> _What is required_: Below is a block of records; repeat each one exactly.
┏━━
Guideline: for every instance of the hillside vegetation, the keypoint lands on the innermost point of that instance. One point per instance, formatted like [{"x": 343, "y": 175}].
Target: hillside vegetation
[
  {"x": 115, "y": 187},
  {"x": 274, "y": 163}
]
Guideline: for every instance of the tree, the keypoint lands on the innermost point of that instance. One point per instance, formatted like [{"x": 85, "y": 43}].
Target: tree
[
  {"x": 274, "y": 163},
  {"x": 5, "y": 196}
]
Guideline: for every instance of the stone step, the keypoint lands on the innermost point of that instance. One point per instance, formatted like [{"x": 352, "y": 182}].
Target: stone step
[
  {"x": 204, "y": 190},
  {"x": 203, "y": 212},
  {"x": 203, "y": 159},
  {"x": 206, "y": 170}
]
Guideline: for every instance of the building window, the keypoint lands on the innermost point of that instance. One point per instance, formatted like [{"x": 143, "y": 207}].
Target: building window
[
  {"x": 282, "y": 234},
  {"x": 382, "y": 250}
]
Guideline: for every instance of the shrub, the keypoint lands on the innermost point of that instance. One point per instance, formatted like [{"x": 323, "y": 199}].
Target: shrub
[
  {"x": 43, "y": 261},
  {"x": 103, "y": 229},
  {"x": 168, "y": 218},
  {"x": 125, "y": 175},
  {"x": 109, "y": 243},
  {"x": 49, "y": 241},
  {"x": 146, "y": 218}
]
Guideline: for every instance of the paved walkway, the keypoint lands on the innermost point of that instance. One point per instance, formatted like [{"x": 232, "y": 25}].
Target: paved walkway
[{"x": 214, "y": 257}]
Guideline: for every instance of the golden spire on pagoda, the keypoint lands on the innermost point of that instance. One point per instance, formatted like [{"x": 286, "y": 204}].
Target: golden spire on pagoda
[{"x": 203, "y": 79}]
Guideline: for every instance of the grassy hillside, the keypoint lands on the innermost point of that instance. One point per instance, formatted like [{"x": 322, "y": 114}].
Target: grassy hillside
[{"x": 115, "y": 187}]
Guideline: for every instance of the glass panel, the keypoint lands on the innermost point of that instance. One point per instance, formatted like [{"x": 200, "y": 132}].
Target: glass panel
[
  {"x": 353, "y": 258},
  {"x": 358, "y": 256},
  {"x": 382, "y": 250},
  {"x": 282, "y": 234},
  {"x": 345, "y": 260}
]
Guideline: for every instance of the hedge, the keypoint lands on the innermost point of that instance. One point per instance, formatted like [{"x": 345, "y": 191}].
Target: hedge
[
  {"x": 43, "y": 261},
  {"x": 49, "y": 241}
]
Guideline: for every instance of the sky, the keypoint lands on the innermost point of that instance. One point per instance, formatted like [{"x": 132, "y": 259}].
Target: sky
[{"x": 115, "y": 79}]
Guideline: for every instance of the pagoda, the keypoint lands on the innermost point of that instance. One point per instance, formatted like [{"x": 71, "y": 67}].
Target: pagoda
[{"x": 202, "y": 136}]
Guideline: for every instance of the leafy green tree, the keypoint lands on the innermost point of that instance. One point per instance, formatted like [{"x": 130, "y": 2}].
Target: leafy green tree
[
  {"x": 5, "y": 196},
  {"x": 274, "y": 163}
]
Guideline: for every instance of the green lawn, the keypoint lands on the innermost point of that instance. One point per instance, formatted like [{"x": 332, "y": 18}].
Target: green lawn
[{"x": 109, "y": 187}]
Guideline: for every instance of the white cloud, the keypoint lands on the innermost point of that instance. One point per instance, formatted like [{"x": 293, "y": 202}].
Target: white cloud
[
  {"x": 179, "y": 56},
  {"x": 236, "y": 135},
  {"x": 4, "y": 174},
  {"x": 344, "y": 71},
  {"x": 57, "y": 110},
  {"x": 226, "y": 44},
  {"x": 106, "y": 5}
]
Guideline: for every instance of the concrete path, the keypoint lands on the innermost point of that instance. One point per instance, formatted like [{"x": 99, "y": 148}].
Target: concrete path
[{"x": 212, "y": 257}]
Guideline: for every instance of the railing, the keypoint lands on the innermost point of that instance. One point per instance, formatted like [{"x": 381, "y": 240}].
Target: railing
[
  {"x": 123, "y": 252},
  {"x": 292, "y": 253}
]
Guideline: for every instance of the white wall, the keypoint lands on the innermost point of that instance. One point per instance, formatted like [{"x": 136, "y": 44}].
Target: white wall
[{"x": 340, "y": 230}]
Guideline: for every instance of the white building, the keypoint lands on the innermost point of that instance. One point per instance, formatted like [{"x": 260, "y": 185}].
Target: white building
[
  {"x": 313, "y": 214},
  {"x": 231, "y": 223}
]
┗━━
> _Solution to this exercise_:
Guideline: for every instance of the hillside vegetation, the keypoint lands on the innermost point of that instance. One point per instance, formatted like [{"x": 343, "y": 175}].
Target: hillside vegetation
[
  {"x": 115, "y": 187},
  {"x": 274, "y": 163}
]
Guideline: for every instance of the tree, the keypoint lands on the innermost point of that instance. One point per instance, formatted like [{"x": 85, "y": 43}].
Target: tree
[
  {"x": 274, "y": 163},
  {"x": 5, "y": 196}
]
Guideline: for every instance of the stone step, the keypoint lands on the innermost point of that instance. One point per instance, formatted like [{"x": 352, "y": 182}].
Target: stone step
[
  {"x": 204, "y": 190},
  {"x": 203, "y": 212},
  {"x": 203, "y": 159},
  {"x": 206, "y": 170}
]
Guideline: for every instance of the building window, the keypoint lands on the innermost point of that instance. One point per instance, formatted like [{"x": 143, "y": 207}].
Target: building window
[
  {"x": 282, "y": 234},
  {"x": 382, "y": 250}
]
Guideline: for every instance of the shrub, the keypoint lands on the innermost point of that instance. One point per instance, formatted like [{"x": 323, "y": 199}].
Target: shrub
[
  {"x": 43, "y": 261},
  {"x": 103, "y": 229},
  {"x": 168, "y": 218},
  {"x": 125, "y": 175},
  {"x": 109, "y": 243},
  {"x": 49, "y": 241},
  {"x": 146, "y": 218}
]
Guideline: for every instance of the paved walkway, the keypoint lands on the innermost point of that instance. One point per instance, formatted like [{"x": 232, "y": 25}].
Target: paved walkway
[{"x": 214, "y": 257}]
Guideline: for every instance of the golden spire on pagoda, the keypoint lands on the innermost point of that instance. One point per instance, formatted like [{"x": 286, "y": 204}].
Target: golden spire on pagoda
[{"x": 203, "y": 79}]
Guideline: for every instance of the grassy hillside, the keypoint lands on the innermost point of that instance. One point per instance, formatted like [{"x": 322, "y": 114}].
Target: grassy hillside
[{"x": 115, "y": 187}]
Guideline: for every instance of the glass panel, the keypoint lands on the innermost point of that instance. One point per instance, formatted like [{"x": 200, "y": 132}].
Target: glass panel
[
  {"x": 353, "y": 258},
  {"x": 358, "y": 256},
  {"x": 382, "y": 250},
  {"x": 282, "y": 234},
  {"x": 345, "y": 260}
]
Guideline: for every instance of the hedge, the keypoint lands on the innermost point of that instance. One point per instance, formatted like [{"x": 345, "y": 191}].
Target: hedge
[
  {"x": 43, "y": 261},
  {"x": 49, "y": 241}
]
Guideline: for every instance of the sky, the keypoint lands on the innermost point of that instance. One point per instance, formatted like [{"x": 132, "y": 259}].
Target: sky
[{"x": 115, "y": 79}]
Guideline: for every instance of the pagoda, the keypoint lands on the innermost point of that instance. One point per instance, formatted like [{"x": 71, "y": 67}].
Target: pagoda
[{"x": 202, "y": 136}]
Guideline: for every instance of the leafy green tree, the keypoint lands on the innermost point of that instance. One point per instance, formatted like [{"x": 130, "y": 2}].
Target: leafy green tree
[
  {"x": 5, "y": 196},
  {"x": 274, "y": 163}
]
Guideline: for every instance of the green lawn, the keypoint lands on the innermost point of that instance. One point per instance, formatted like [{"x": 332, "y": 18}].
Target: green lawn
[{"x": 109, "y": 187}]
Guideline: for every instance of the white cloud, the keypoint lands on the innermost point of that instance. One point per instance, formatted like [{"x": 293, "y": 202}].
Target: white cloud
[
  {"x": 179, "y": 56},
  {"x": 236, "y": 135},
  {"x": 4, "y": 174},
  {"x": 344, "y": 71},
  {"x": 57, "y": 110},
  {"x": 226, "y": 44},
  {"x": 106, "y": 5}
]
Guideline: for every instance of the concrete path, the keypoint lands on the innermost point of that instance. One point per instance, formatted like [{"x": 99, "y": 148}].
Target: concrete path
[{"x": 212, "y": 257}]
Guideline: for every instance of the railing, the keypoint lands on the innermost point of that instance. One point per instance, formatted like [{"x": 381, "y": 240}].
Target: railing
[
  {"x": 123, "y": 252},
  {"x": 292, "y": 253}
]
Guideline: for every instance of the white wall, the keypoint lands on the innermost point of that instance. One point per instance, formatted like [{"x": 136, "y": 44}].
Target: white wall
[{"x": 340, "y": 230}]
Guideline: for every instance of the white building, the keypoint lands on the innermost point of that instance. One point per instance, formatted like [{"x": 260, "y": 185}].
Target: white building
[
  {"x": 313, "y": 214},
  {"x": 231, "y": 223}
]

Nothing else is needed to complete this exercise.